◆ READING TEXT ◆
:::

Things have transitioned with Logan in the last two weeks. We are moving deeper into hospice care and further from our normal day to day management of Logan's needs. He sleeps most of the day. Requires regularly scheduled and as needed pain medications. He is showing symptoms of needing less nutrition and is having periodic shortness of breath. He is also having more difficulty regulating his temperature. We have decreased his feeding volume as his body is needing less. He is on oxygen many hours of the day as his oxygen saturation levels don't stay above 85%.
Last week the shortness of breath was becoming more pronounced. It didn't quite make sense as he was not sick. I called his pulmonologists nurse to ask if there were any recommendations they may have to help alleviate the troubles breathing. The voicemail I received in response was kind but was a huge punch in the gut. There is nothing more to do and we were encouraged to continue with our treatments.
After this call I realized I hadn't yet fully transitioned myself to hospice! I must have been fooling myself thinking there were still things that could be done to keep Logan comfortable and alive. Unfortunately we are now to the point that the things that will help him most are the things that have scared me the most. It is now time to watch him lead us through the next stages. Our response now will change. We will truly begin to aggressively treat his symptoms in a way to create comfort and that may mean to the point where he sleeps all day, has low oxygen levels, and so on.

:::

◆ RECORDS ◆
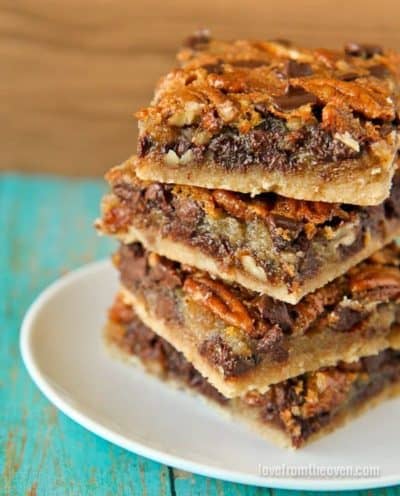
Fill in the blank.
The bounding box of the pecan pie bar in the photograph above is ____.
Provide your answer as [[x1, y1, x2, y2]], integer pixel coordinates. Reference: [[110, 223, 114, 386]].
[[97, 159, 400, 303], [137, 33, 400, 205], [106, 297, 400, 448], [114, 243, 400, 397]]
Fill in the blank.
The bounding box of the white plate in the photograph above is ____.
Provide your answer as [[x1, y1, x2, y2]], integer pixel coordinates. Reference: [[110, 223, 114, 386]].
[[21, 261, 400, 490]]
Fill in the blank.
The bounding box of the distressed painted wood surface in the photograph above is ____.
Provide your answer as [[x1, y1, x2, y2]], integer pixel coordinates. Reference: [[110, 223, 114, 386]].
[[0, 175, 400, 496], [0, 0, 400, 175]]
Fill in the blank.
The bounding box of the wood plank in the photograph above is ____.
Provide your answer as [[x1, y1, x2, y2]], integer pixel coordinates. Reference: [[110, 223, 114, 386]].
[[0, 0, 400, 175]]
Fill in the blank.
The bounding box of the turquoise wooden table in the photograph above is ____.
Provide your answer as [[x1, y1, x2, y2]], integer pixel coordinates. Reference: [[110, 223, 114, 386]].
[[0, 171, 400, 496]]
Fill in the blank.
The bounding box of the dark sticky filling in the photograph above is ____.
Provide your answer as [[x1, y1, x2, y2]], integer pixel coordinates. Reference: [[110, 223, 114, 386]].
[[138, 113, 368, 172], [104, 173, 400, 291], [109, 299, 400, 447]]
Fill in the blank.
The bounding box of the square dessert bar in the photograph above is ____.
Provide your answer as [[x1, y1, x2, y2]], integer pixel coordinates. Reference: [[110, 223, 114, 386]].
[[105, 297, 400, 448], [137, 33, 400, 205], [97, 158, 400, 304], [114, 238, 400, 397]]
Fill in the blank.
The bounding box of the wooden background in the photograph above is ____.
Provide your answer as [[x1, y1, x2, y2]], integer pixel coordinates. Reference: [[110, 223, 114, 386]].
[[0, 0, 400, 175]]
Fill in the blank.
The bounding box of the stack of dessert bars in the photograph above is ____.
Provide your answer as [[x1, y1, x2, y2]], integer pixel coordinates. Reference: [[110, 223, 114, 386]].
[[97, 32, 400, 448]]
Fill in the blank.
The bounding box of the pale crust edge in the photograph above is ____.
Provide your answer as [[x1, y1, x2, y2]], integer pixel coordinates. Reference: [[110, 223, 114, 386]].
[[104, 222, 400, 305], [135, 138, 397, 206]]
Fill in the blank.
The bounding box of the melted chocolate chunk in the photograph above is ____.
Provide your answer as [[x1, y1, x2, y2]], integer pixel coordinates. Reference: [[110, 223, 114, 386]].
[[256, 325, 289, 363], [256, 295, 293, 333], [119, 243, 147, 288], [199, 336, 256, 377]]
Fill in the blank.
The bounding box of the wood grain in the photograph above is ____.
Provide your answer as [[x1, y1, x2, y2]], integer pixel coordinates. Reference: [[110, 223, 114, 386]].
[[0, 0, 400, 175]]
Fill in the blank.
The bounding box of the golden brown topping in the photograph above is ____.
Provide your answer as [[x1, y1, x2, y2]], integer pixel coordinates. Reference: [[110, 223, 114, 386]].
[[293, 283, 343, 333], [137, 39, 400, 142], [271, 196, 349, 224], [212, 189, 270, 220], [183, 276, 253, 333], [301, 368, 357, 418], [350, 266, 400, 293], [291, 78, 395, 120]]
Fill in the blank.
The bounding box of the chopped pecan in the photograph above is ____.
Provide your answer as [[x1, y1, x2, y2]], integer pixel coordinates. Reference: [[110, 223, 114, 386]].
[[108, 294, 135, 324], [213, 189, 269, 220], [183, 276, 253, 333], [293, 284, 342, 333], [291, 77, 395, 120], [349, 266, 400, 298], [271, 197, 348, 224]]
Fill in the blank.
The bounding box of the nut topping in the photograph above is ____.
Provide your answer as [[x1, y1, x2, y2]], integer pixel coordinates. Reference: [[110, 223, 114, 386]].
[[183, 276, 253, 333], [350, 266, 400, 293]]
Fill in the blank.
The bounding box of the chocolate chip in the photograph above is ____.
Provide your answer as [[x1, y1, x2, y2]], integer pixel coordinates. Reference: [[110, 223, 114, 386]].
[[368, 64, 390, 79], [344, 43, 383, 59], [273, 86, 317, 112], [119, 243, 147, 288], [271, 214, 304, 239], [256, 295, 293, 332], [144, 183, 171, 212], [256, 325, 289, 363], [286, 60, 313, 78], [174, 199, 204, 229], [183, 29, 211, 50]]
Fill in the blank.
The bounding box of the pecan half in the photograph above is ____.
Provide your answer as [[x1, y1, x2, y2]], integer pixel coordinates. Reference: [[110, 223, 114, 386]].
[[350, 266, 400, 293], [183, 277, 253, 333]]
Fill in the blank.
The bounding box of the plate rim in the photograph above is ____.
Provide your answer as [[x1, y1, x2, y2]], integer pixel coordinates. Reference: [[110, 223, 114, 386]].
[[19, 259, 400, 491]]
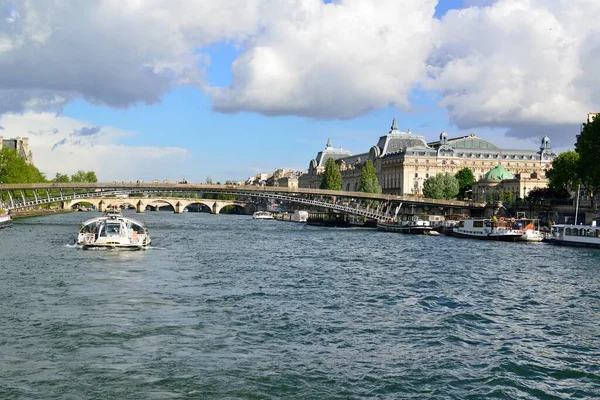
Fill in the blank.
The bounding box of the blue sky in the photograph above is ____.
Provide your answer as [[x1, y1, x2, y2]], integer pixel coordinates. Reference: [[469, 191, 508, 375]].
[[57, 0, 478, 182], [0, 0, 600, 182]]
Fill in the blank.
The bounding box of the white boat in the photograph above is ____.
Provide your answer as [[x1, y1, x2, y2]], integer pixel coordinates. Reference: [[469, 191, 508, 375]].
[[515, 219, 544, 242], [290, 210, 308, 222], [548, 219, 600, 249], [76, 210, 151, 250], [452, 217, 523, 242], [0, 210, 12, 228], [252, 211, 275, 219], [377, 214, 433, 235]]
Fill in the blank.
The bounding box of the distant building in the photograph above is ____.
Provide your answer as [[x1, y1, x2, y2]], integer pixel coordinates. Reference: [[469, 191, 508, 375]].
[[0, 136, 33, 164], [299, 119, 556, 195], [472, 165, 548, 203]]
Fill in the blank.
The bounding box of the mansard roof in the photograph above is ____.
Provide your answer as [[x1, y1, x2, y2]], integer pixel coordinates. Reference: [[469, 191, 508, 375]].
[[429, 133, 499, 150], [315, 139, 352, 167], [377, 118, 429, 156], [482, 165, 515, 181]]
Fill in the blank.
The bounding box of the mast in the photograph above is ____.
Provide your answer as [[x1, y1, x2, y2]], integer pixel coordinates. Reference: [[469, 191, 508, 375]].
[[575, 184, 581, 225]]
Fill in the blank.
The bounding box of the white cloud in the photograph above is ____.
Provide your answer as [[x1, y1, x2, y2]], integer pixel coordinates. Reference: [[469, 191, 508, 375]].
[[0, 113, 190, 181], [0, 0, 600, 147], [213, 0, 436, 118], [426, 0, 600, 142], [0, 0, 262, 113]]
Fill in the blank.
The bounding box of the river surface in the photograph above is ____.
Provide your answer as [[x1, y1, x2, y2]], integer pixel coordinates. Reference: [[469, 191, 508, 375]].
[[0, 212, 600, 399]]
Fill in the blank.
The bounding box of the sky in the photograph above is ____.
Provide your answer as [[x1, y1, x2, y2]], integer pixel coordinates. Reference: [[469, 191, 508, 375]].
[[0, 0, 600, 183]]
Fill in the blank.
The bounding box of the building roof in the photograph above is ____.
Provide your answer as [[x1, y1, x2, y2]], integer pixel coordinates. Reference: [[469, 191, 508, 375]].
[[481, 165, 515, 181], [429, 133, 498, 150], [377, 118, 429, 156]]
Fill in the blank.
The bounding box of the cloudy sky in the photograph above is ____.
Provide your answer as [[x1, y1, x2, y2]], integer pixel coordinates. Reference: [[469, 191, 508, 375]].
[[0, 0, 600, 182]]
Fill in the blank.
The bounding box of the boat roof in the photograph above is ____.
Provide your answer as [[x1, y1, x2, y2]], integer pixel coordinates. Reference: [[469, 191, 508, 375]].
[[81, 215, 144, 226]]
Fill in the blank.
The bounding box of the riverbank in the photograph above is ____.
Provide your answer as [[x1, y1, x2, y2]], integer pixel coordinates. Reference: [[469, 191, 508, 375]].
[[11, 209, 76, 219]]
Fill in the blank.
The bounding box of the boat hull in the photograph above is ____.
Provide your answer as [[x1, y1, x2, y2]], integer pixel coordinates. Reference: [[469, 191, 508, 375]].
[[452, 230, 521, 242], [546, 238, 600, 249], [377, 224, 432, 235]]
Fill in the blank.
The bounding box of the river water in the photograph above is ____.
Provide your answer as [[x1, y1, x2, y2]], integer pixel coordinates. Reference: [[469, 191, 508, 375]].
[[0, 212, 600, 399]]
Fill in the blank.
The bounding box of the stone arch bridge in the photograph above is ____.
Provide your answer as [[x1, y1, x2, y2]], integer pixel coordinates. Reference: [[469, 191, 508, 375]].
[[61, 197, 253, 214]]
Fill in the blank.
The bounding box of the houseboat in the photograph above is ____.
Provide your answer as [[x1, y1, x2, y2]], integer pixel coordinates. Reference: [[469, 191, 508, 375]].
[[452, 217, 523, 242], [75, 210, 150, 250], [377, 214, 433, 235], [0, 210, 12, 229], [548, 219, 600, 249]]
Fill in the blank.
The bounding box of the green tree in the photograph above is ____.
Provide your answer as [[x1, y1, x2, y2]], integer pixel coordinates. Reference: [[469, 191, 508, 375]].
[[319, 158, 342, 190], [442, 172, 460, 200], [358, 160, 381, 194], [546, 150, 580, 192], [498, 191, 506, 202], [423, 175, 444, 199], [52, 172, 71, 183], [71, 169, 98, 183], [423, 172, 459, 200], [0, 147, 46, 183], [454, 167, 475, 199], [575, 118, 600, 211]]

:::

◆ WORK REQUEST 1 ◆
In the account of Logan's hospice care, why is Logan on oxygen for many hours of the day? Answer in one to three sentences.
◆ WORK REQUEST 2 ◆
Extend the account of Logan's hospice care, picking up after its final sentence.

◆ EXPECTED ANSWER 1 ◆
Logan is on oxygen for many hours of the day because his oxygen saturation levels don't stay above 85%.

◆ EXPECTED ANSWER 2 ◆
He is going through so many changes at the same time and is not on the normal path of dying. This may be because of his neurodegenerative disorder. We have no one to compare Logan to and have always assumed his journey would be similar to others. Right now it isn't. It's all happening at once and seems to go quickly and then halt to a stop and stay there for days. Torture is my go to word these days.
Our team of nurses and hospice caregivers are working so hard to stay on top of the changes but for me it is simply overwhelming. It is hard to even keep Joel in the loop every time something new happens. I don't know what is part of the normal process and what should cause worry. I am so scared right now. I think I am going to end the post now as the tears are flowing and the pain is just too much. Thank you for all the continued support and prayer. It means so much and often helps carry us through the day.